- [Data for the task]:
========================================================================

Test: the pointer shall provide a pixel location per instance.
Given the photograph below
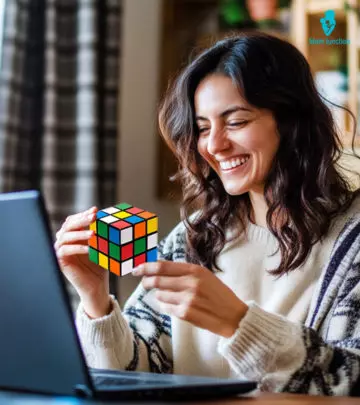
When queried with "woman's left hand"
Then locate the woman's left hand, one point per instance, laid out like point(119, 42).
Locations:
point(194, 294)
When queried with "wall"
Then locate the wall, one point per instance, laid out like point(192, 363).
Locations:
point(139, 84)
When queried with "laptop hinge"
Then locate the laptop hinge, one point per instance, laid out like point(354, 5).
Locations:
point(83, 391)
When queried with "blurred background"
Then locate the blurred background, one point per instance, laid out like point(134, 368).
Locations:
point(81, 80)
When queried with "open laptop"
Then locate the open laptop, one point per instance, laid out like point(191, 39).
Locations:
point(39, 347)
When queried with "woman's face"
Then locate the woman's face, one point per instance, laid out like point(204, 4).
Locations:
point(237, 140)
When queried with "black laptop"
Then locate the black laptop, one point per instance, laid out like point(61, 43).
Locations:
point(39, 348)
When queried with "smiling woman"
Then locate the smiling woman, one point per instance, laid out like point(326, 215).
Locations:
point(257, 150)
point(242, 99)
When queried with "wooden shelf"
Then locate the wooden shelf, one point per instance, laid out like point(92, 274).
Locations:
point(318, 7)
point(306, 24)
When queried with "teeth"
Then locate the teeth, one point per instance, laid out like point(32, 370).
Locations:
point(233, 163)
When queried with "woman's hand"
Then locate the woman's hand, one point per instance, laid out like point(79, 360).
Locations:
point(194, 294)
point(89, 280)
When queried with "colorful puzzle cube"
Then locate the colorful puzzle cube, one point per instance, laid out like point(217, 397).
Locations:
point(125, 236)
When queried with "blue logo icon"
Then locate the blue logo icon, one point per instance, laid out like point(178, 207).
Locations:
point(328, 22)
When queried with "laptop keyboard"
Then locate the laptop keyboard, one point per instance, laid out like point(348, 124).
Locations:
point(113, 381)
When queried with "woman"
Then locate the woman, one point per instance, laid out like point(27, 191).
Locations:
point(262, 281)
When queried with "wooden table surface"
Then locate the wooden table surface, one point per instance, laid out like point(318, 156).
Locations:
point(285, 399)
point(262, 399)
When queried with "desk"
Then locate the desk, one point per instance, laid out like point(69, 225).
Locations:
point(262, 399)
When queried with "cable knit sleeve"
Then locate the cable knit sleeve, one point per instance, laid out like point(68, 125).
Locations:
point(139, 338)
point(320, 358)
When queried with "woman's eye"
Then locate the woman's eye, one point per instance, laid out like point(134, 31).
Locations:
point(237, 123)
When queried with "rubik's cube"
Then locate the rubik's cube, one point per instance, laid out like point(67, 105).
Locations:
point(125, 237)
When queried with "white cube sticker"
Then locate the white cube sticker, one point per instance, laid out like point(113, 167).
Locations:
point(152, 241)
point(126, 267)
point(109, 219)
point(126, 235)
point(111, 210)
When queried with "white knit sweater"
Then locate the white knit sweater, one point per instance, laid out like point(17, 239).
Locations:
point(269, 343)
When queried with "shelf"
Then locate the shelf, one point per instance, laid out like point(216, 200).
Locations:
point(318, 7)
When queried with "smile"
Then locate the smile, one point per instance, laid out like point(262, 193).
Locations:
point(233, 164)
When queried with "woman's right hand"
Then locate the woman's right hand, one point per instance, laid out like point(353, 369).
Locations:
point(89, 280)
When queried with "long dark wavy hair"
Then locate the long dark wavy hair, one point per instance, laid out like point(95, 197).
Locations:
point(303, 190)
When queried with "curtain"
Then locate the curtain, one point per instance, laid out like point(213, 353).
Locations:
point(59, 102)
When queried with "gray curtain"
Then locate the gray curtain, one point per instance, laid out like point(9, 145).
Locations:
point(59, 102)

========================================================================

- [How to complete this task]:
Please report every line in the entries above that holds the string "desk".

- [Solution to this problem]:
When queried with "desk"
Then locate the desk, one point per instance, laid out like point(69, 225).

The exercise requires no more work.